** Begin EXCERPTED DATA **

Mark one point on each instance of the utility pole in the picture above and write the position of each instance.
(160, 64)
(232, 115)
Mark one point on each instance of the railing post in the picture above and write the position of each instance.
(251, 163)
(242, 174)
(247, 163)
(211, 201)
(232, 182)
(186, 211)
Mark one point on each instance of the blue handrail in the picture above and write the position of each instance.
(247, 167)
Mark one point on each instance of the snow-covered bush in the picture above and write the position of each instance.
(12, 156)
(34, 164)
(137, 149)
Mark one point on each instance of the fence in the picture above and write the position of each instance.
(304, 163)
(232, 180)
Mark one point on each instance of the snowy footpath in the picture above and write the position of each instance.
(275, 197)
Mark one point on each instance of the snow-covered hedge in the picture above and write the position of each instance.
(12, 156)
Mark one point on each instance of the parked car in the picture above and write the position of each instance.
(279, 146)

** End EXCERPTED DATA **

SET EXERCISE:
Reproduce the material above word for word, from its first line to its last, with no changes.

EXERCISE ANSWER:
Mark one point on each instance of the utility pole in the picture above and write the position of each instance.
(160, 64)
(232, 115)
Mark one point on each instance of the railing post in the picture above and write the position of each instance.
(251, 163)
(242, 174)
(247, 163)
(211, 201)
(232, 182)
(186, 211)
Mark one point on each instance of the blue handrail in the picture above and write the position of each instance.
(247, 167)
Mark one point on each instance of the snow-covered bush in the picture above and write the position of each instance.
(12, 156)
(34, 164)
(137, 149)
Mark one point on each instance of the fence in the picture above and write the position of each instance.
(304, 163)
(232, 180)
Mark one point on each instance of the snowy footpath in the picture above and write the position of each instance.
(275, 197)
Mark one point on each instance of the snow-covered hedge in the picture above and write the position of each instance.
(12, 156)
Mark one point on each instance of the parked car in the picture above and write the position of each instance.
(279, 146)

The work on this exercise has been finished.